- SELECTED EXCERPT -
By Maddy Butcher
We live near public trails here in Utah. With the windows open, it’s easy to hear horses and riders as they travel through the rugged country.
But around midnight?
Thanks to horses’ superior night vision and to their uncanny memory of place, the answer is an enthusiastic, “Yes!”
Aside from the reasons cited in the feature, Vision and Head Restraint, here are more, science-based explanations for how our horses see differently than we do and why it pays to trust them with navigation and maneuvering.
First, some science:
Within the equine eye, there are three essential features of vision:
There are two kinds of photoreceptors at the back of the eye. The rods and cones are neurons responsible for sending light signals to the brain.
- Rods are hundreds of times more sensitive to light than cones and relate to night vision or scotopic conditions.
- Cones function well in daylight (photopic conditions) and are responsible for color vision. Most humans have three types of cones; horses and colorblind humans have two.
Horses have a tapetum lucidum (Latin for ‘bright tapestry’). It’s a wall of tissue that acts like a mirror at the back of the eye. It reflects light back through the retina, making more light available to those photoreceptors (rods and cones). When you use a flashlight or a camera flash on your horses at night, the eyeshine you see is the tapetum lucidum. Humans lack this feature.

- PROVIDED INFORMATION -
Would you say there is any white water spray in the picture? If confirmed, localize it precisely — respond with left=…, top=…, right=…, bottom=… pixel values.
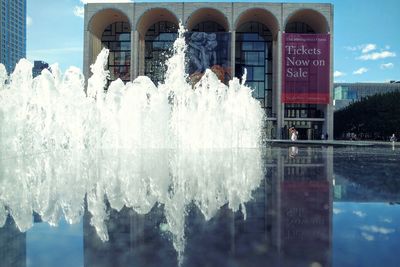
left=0, top=24, right=263, bottom=261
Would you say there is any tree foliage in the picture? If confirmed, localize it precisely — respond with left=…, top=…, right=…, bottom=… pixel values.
left=334, top=92, right=400, bottom=140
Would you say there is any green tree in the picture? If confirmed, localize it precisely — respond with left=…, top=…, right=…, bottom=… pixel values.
left=334, top=92, right=400, bottom=139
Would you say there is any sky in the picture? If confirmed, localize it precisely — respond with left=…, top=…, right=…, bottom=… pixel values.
left=27, top=0, right=400, bottom=82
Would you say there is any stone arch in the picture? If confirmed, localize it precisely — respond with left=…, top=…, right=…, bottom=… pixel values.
left=87, top=8, right=132, bottom=70
left=285, top=9, right=330, bottom=33
left=234, top=8, right=280, bottom=39
left=136, top=8, right=179, bottom=37
left=87, top=8, right=132, bottom=37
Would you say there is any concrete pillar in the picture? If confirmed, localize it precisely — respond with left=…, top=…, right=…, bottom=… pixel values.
left=325, top=31, right=334, bottom=140
left=274, top=31, right=284, bottom=139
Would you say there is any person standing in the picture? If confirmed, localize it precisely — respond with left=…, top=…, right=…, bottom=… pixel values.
left=390, top=134, right=397, bottom=143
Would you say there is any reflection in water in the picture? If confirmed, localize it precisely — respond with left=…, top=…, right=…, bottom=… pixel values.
left=0, top=26, right=263, bottom=266
left=0, top=149, right=264, bottom=264
left=0, top=146, right=400, bottom=267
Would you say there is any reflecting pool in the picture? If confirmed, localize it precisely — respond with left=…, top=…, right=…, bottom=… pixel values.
left=0, top=146, right=400, bottom=267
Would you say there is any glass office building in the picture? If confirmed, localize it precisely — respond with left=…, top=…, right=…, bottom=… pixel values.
left=83, top=1, right=333, bottom=139
left=0, top=0, right=26, bottom=73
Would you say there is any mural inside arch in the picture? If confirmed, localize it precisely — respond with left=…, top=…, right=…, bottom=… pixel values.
left=186, top=32, right=231, bottom=84
left=282, top=33, right=330, bottom=104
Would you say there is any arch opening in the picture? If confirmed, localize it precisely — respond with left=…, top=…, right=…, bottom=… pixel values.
left=87, top=8, right=131, bottom=81
left=235, top=21, right=273, bottom=117
left=285, top=9, right=329, bottom=33
left=101, top=22, right=131, bottom=82
left=144, top=21, right=178, bottom=84
left=186, top=8, right=229, bottom=32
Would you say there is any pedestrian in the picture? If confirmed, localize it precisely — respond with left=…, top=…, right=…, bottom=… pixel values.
left=290, top=127, right=299, bottom=141
left=390, top=134, right=397, bottom=143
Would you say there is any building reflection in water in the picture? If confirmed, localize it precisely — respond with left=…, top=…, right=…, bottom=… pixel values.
left=0, top=216, right=26, bottom=267
left=84, top=147, right=333, bottom=267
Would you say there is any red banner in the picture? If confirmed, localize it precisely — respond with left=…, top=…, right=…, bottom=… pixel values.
left=282, top=33, right=331, bottom=104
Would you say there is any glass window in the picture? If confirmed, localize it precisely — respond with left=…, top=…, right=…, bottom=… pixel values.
left=235, top=22, right=272, bottom=114
left=101, top=22, right=131, bottom=82
left=144, top=21, right=178, bottom=84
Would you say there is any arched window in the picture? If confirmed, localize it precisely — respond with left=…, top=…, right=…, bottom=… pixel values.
left=101, top=22, right=131, bottom=82
left=235, top=22, right=273, bottom=116
left=192, top=21, right=226, bottom=32
left=144, top=21, right=178, bottom=84
left=285, top=21, right=315, bottom=33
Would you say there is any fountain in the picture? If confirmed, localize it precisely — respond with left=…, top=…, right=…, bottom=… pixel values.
left=0, top=26, right=263, bottom=262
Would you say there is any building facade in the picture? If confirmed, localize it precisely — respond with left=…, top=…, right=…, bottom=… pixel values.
left=83, top=2, right=333, bottom=139
left=32, top=60, right=49, bottom=78
left=0, top=0, right=26, bottom=73
left=333, top=81, right=400, bottom=110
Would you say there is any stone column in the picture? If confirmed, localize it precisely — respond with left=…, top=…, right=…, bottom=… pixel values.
left=274, top=31, right=285, bottom=139
left=131, top=30, right=139, bottom=80
left=231, top=31, right=236, bottom=78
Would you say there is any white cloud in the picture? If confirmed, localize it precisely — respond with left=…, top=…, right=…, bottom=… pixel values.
left=357, top=51, right=396, bottom=60
left=353, top=67, right=368, bottom=75
left=361, top=225, right=394, bottom=235
left=383, top=218, right=393, bottom=223
left=333, top=70, right=346, bottom=78
left=74, top=6, right=85, bottom=18
left=361, top=232, right=375, bottom=241
left=333, top=208, right=343, bottom=214
left=381, top=62, right=394, bottom=70
left=361, top=44, right=376, bottom=54
left=353, top=210, right=366, bottom=218
left=344, top=44, right=377, bottom=53
left=74, top=0, right=133, bottom=18
left=26, top=16, right=33, bottom=27
left=344, top=46, right=358, bottom=51
left=81, top=0, right=133, bottom=4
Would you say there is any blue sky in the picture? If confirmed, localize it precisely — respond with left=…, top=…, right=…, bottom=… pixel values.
left=27, top=0, right=400, bottom=82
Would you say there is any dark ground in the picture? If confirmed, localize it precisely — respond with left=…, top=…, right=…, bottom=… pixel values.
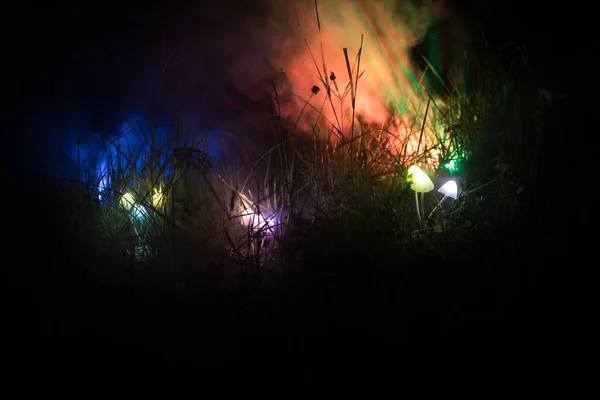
left=3, top=0, right=583, bottom=385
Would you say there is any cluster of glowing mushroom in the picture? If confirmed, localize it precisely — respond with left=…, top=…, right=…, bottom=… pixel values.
left=408, top=165, right=458, bottom=221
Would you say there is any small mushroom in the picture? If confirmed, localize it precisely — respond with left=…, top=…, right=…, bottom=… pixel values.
left=427, top=180, right=458, bottom=219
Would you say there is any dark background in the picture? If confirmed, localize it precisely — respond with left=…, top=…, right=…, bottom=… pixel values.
left=1, top=0, right=589, bottom=384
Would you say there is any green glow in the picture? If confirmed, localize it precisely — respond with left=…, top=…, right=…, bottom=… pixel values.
left=408, top=165, right=434, bottom=193
left=444, top=160, right=457, bottom=172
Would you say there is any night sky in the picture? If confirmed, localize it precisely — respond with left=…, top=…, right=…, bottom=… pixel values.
left=9, top=0, right=584, bottom=160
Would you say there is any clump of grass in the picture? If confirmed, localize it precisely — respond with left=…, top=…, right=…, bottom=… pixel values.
left=32, top=6, right=538, bottom=328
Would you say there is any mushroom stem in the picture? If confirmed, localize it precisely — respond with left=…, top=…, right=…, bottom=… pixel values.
left=415, top=192, right=421, bottom=221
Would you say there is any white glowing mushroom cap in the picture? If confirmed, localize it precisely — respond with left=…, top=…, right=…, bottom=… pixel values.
left=408, top=165, right=434, bottom=193
left=438, top=180, right=458, bottom=200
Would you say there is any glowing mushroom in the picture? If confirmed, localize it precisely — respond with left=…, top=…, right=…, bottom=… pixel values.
left=438, top=180, right=458, bottom=203
left=427, top=180, right=458, bottom=218
left=120, top=192, right=135, bottom=211
left=408, top=165, right=434, bottom=220
left=150, top=188, right=165, bottom=208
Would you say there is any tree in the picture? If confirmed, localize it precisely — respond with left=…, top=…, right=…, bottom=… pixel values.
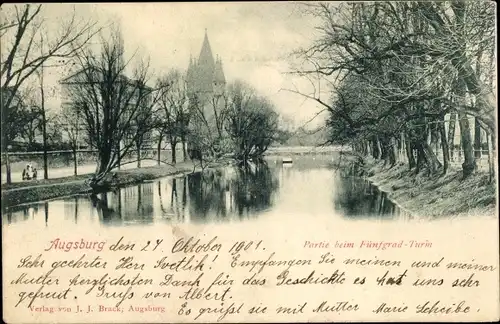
left=156, top=70, right=190, bottom=164
left=61, top=29, right=162, bottom=187
left=292, top=1, right=495, bottom=177
left=0, top=4, right=97, bottom=124
left=55, top=107, right=81, bottom=175
left=225, top=82, right=278, bottom=163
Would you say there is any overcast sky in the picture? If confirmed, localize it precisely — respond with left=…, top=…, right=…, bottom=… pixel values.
left=13, top=2, right=328, bottom=129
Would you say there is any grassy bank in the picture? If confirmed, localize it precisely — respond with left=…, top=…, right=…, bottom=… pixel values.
left=2, top=161, right=227, bottom=208
left=364, top=159, right=496, bottom=218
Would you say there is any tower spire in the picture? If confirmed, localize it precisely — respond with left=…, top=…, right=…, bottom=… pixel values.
left=198, top=28, right=215, bottom=66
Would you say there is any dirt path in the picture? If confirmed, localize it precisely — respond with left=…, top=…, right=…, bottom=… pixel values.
left=2, top=180, right=85, bottom=192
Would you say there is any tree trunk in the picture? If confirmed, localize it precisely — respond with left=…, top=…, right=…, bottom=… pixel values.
left=474, top=118, right=482, bottom=160
left=439, top=116, right=450, bottom=174
left=5, top=148, right=12, bottom=184
left=156, top=136, right=163, bottom=165
left=486, top=133, right=495, bottom=183
left=458, top=113, right=476, bottom=178
left=73, top=147, right=78, bottom=175
left=40, top=91, right=49, bottom=179
left=136, top=142, right=141, bottom=168
left=181, top=137, right=188, bottom=162
left=448, top=111, right=457, bottom=161
left=371, top=138, right=380, bottom=159
left=422, top=142, right=441, bottom=173
left=405, top=134, right=416, bottom=170
left=171, top=141, right=177, bottom=164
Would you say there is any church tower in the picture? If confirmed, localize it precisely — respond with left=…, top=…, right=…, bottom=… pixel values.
left=187, top=29, right=226, bottom=101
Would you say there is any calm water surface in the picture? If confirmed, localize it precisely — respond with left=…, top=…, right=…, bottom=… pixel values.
left=2, top=155, right=409, bottom=230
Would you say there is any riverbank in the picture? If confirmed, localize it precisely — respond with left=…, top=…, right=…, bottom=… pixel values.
left=363, top=159, right=496, bottom=218
left=2, top=161, right=229, bottom=208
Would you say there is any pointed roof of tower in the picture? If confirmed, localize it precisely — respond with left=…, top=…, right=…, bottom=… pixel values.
left=214, top=58, right=226, bottom=83
left=198, top=28, right=215, bottom=65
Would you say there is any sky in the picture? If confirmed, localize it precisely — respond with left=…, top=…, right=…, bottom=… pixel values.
left=6, top=2, right=332, bottom=126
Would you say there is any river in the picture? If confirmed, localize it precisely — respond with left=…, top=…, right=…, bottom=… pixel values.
left=2, top=155, right=409, bottom=232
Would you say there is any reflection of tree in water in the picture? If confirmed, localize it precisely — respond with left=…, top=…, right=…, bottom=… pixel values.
left=188, top=163, right=278, bottom=219
left=2, top=203, right=40, bottom=224
left=90, top=190, right=121, bottom=224
left=157, top=177, right=187, bottom=220
left=334, top=177, right=397, bottom=217
left=90, top=183, right=154, bottom=223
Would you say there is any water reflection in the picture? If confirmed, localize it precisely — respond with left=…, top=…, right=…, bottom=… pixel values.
left=333, top=177, right=409, bottom=219
left=2, top=158, right=408, bottom=227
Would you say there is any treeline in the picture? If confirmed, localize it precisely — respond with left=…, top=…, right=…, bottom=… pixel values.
left=1, top=5, right=280, bottom=186
left=296, top=1, right=496, bottom=177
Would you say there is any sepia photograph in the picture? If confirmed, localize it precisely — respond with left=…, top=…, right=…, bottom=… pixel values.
left=0, top=0, right=499, bottom=323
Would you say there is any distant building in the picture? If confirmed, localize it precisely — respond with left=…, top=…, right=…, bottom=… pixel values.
left=186, top=29, right=226, bottom=115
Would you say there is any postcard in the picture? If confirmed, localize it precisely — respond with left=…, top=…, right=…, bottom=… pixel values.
left=0, top=1, right=500, bottom=323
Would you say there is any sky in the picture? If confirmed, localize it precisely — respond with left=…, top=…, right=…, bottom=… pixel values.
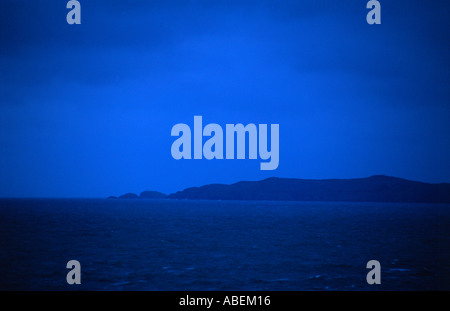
left=0, top=0, right=450, bottom=197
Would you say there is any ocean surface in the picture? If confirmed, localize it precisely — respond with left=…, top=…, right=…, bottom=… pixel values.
left=0, top=199, right=450, bottom=291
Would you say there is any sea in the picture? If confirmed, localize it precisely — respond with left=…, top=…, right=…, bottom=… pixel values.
left=0, top=199, right=450, bottom=291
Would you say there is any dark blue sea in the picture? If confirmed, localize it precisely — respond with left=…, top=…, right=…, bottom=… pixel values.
left=0, top=199, right=450, bottom=291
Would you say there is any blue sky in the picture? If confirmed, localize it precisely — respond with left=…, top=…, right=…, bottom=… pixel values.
left=0, top=0, right=450, bottom=197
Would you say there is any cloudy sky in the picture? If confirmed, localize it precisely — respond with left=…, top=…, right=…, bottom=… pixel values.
left=0, top=0, right=450, bottom=197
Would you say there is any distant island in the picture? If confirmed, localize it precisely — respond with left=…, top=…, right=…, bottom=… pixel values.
left=110, top=175, right=450, bottom=203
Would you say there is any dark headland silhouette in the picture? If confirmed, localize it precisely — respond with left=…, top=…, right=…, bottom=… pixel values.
left=111, top=175, right=450, bottom=203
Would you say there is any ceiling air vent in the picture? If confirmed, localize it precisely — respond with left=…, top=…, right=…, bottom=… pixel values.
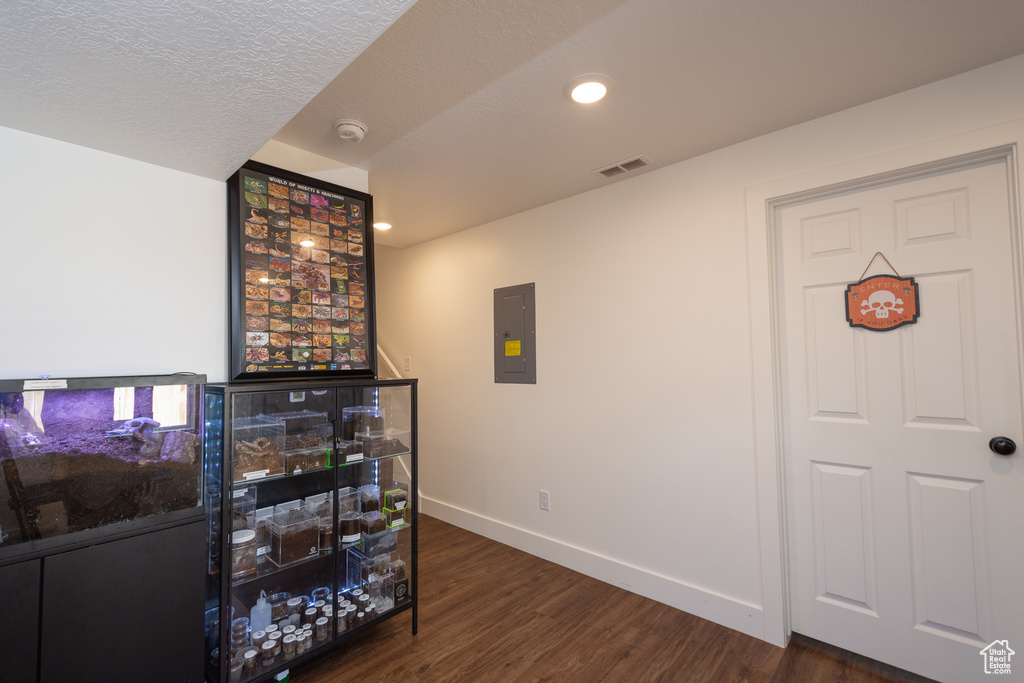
left=594, top=155, right=650, bottom=178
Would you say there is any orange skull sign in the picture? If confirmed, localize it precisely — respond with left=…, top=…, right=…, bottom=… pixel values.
left=846, top=275, right=921, bottom=332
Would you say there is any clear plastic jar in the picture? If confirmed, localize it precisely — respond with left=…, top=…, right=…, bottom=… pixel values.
left=242, top=649, right=257, bottom=677
left=227, top=657, right=244, bottom=683
left=313, top=616, right=331, bottom=643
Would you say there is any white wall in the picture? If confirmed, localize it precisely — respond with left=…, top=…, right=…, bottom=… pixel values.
left=377, top=56, right=1024, bottom=642
left=0, top=128, right=227, bottom=381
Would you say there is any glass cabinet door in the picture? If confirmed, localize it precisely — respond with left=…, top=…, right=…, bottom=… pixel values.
left=227, top=389, right=336, bottom=681
left=337, top=386, right=413, bottom=633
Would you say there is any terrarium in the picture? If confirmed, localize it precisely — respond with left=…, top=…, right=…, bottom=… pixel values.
left=0, top=375, right=206, bottom=547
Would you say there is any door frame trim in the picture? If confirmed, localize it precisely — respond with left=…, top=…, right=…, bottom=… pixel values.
left=745, top=119, right=1024, bottom=647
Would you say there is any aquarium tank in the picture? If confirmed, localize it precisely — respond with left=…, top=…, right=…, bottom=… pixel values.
left=0, top=375, right=206, bottom=551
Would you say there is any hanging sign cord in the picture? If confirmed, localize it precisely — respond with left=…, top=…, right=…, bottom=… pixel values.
left=857, top=251, right=903, bottom=283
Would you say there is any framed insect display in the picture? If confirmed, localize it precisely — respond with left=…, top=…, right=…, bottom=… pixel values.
left=227, top=161, right=377, bottom=381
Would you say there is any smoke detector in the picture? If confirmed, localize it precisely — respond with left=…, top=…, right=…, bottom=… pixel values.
left=334, top=119, right=367, bottom=142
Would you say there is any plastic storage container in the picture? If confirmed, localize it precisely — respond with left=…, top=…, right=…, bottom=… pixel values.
left=231, top=528, right=256, bottom=582
left=231, top=415, right=285, bottom=481
left=268, top=509, right=319, bottom=566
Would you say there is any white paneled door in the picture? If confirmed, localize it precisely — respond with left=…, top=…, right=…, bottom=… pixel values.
left=775, top=158, right=1024, bottom=681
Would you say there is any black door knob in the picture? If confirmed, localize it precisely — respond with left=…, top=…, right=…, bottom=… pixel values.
left=988, top=436, right=1017, bottom=456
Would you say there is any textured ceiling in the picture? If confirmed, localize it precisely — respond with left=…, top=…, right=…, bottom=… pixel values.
left=0, top=0, right=415, bottom=179
left=275, top=0, right=1024, bottom=247
left=0, top=0, right=1024, bottom=247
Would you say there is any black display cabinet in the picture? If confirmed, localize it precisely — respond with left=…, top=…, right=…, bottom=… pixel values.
left=0, top=375, right=206, bottom=683
left=204, top=379, right=419, bottom=683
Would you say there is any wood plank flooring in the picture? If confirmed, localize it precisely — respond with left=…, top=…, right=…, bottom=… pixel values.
left=291, top=515, right=927, bottom=683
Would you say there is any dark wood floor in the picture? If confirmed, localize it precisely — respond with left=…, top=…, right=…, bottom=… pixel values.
left=291, top=515, right=926, bottom=683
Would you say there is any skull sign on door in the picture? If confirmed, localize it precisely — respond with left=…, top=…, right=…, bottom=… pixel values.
left=846, top=275, right=921, bottom=332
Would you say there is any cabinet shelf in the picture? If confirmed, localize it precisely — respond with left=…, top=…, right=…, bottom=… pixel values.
left=231, top=551, right=334, bottom=589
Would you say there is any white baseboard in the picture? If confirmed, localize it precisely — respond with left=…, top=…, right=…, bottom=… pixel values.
left=420, top=497, right=765, bottom=640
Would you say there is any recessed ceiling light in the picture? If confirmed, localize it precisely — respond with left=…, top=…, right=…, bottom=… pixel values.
left=562, top=74, right=612, bottom=104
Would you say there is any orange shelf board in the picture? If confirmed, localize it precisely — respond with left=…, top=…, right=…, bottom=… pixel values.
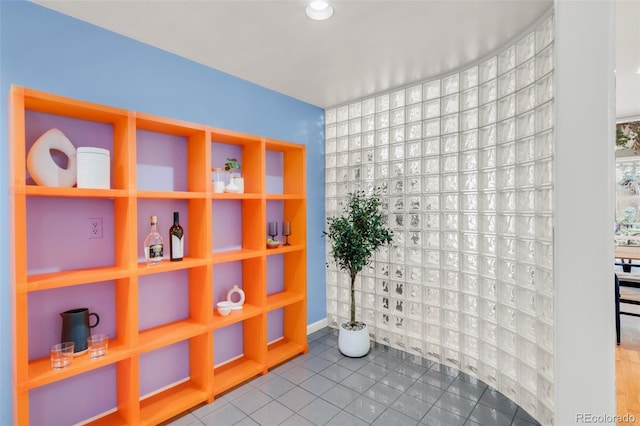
left=86, top=411, right=127, bottom=426
left=140, top=381, right=209, bottom=425
left=18, top=340, right=131, bottom=391
left=138, top=319, right=208, bottom=352
left=267, top=340, right=306, bottom=368
left=211, top=192, right=262, bottom=200
left=136, top=112, right=207, bottom=136
left=213, top=357, right=265, bottom=395
left=22, top=266, right=131, bottom=292
left=211, top=127, right=262, bottom=145
left=265, top=194, right=306, bottom=201
left=267, top=291, right=304, bottom=311
left=213, top=303, right=262, bottom=330
left=212, top=249, right=262, bottom=264
left=136, top=191, right=207, bottom=200
left=267, top=244, right=305, bottom=255
left=24, top=185, right=129, bottom=198
left=138, top=256, right=209, bottom=275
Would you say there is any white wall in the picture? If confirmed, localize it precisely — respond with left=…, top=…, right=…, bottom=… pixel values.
left=554, top=0, right=616, bottom=425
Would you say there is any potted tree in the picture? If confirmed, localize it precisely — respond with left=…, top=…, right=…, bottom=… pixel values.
left=324, top=190, right=393, bottom=357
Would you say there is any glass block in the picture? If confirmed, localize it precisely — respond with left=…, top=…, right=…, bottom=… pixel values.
left=460, top=130, right=478, bottom=151
left=460, top=109, right=478, bottom=132
left=536, top=216, right=553, bottom=241
left=424, top=213, right=440, bottom=230
left=338, top=105, right=349, bottom=122
left=461, top=253, right=479, bottom=274
left=422, top=119, right=440, bottom=138
left=478, top=102, right=497, bottom=126
left=479, top=80, right=498, bottom=105
left=376, top=94, right=390, bottom=112
left=389, top=90, right=404, bottom=108
left=535, top=159, right=553, bottom=186
left=516, top=59, right=536, bottom=89
left=535, top=130, right=553, bottom=159
left=478, top=124, right=496, bottom=148
left=442, top=74, right=460, bottom=96
left=376, top=111, right=390, bottom=129
left=389, top=108, right=405, bottom=126
left=440, top=114, right=460, bottom=135
left=460, top=87, right=478, bottom=111
left=405, top=84, right=422, bottom=105
left=478, top=213, right=497, bottom=234
left=536, top=45, right=553, bottom=78
left=516, top=138, right=535, bottom=163
left=498, top=70, right=516, bottom=98
left=376, top=129, right=389, bottom=146
left=461, top=233, right=478, bottom=253
left=423, top=194, right=440, bottom=211
left=441, top=134, right=458, bottom=154
left=478, top=191, right=498, bottom=212
left=349, top=118, right=362, bottom=135
left=406, top=103, right=422, bottom=123
left=479, top=56, right=498, bottom=83
left=498, top=46, right=516, bottom=74
left=362, top=115, right=376, bottom=132
left=442, top=194, right=459, bottom=212
left=498, top=191, right=516, bottom=212
left=442, top=213, right=459, bottom=231
left=375, top=146, right=389, bottom=165
left=336, top=121, right=349, bottom=138
left=460, top=67, right=478, bottom=90
left=407, top=248, right=422, bottom=264
left=497, top=117, right=525, bottom=143
left=517, top=111, right=535, bottom=139
left=460, top=193, right=478, bottom=211
left=516, top=188, right=536, bottom=213
left=442, top=232, right=459, bottom=250
left=480, top=341, right=498, bottom=367
left=536, top=74, right=553, bottom=105
left=422, top=99, right=440, bottom=119
left=478, top=147, right=497, bottom=170
left=406, top=177, right=422, bottom=194
left=442, top=173, right=458, bottom=192
left=498, top=95, right=516, bottom=120
left=497, top=166, right=516, bottom=189
left=441, top=93, right=460, bottom=115
left=424, top=176, right=440, bottom=192
left=361, top=98, right=376, bottom=116
left=460, top=213, right=478, bottom=232
left=391, top=179, right=404, bottom=195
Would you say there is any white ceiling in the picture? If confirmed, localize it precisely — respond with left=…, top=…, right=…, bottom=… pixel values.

- TASK -
Pick up the article on horses' night vision after its last sentence and continue it. The material has no connection to the article on horses' night vision.

- ANSWER SECTION -
According to studies by the Equine Research Foundation, horses have rod-dominated vision enabling them to see
objects at night well beyond our abilities.
Can you walk around a dense forest on a moonless night?
Horses can. Read related blog post.
In her research, Dr. Evelyn Hanggi noted mustangs galloping over rocks and sagebrush, over hills and gullies with only starlight to guide them.
Where caution is necessary is dark to light transitions and vice versa. Dr. Michel-Antoine Leblanc in The Mind of the Horse noted 30 minutes were required for horses’ vision to fully adjust from lit to unlit environments. That’s important to know if you’re asking your horse to walk into a dark barn, arena, or trailer on a sunny day or walk from a dark barn or trailer into the bright sun.
They may similarly struggle with shadows.
Considering how they have evolved in the wild, dichromacy (what we think of as colorblindness) is well-suited to their needs and actually has advantages. Horses can “discern differences in shape and texture that are less visible to humans” and can minimize certain forms of camouflage, reported Leblanc.
Another essential component of navigation and movement is what’s happening in the horse’s hippocampus (from Greek, ‘horse sea monster’ or ‘seahorse’). It’s the part of the brain most related to what we think of as memory.
Have internal GPS, Will Travel
The hippocampus houses “place cells” which fire in a pattern when horses move through specific, previously-experienced locations. When horses “remember” a place, they rely on this cognitive map which “not only permits spatial navigation throughout an environment, but further acts as a memory framework upon which significant items and episodes of experience could be superimposed,” according to John O’Keefe and Lynn Nadel, two cognitive scientists who pioneered this field of study.
In other words: Been there. Done that.
Add up these elements of horse function and behavior and you’ll have a few more reasons to trust your horse and drop the reins. Especially in the dark. Just remember to keep your head down for anything overhead and stay agile in the saddle.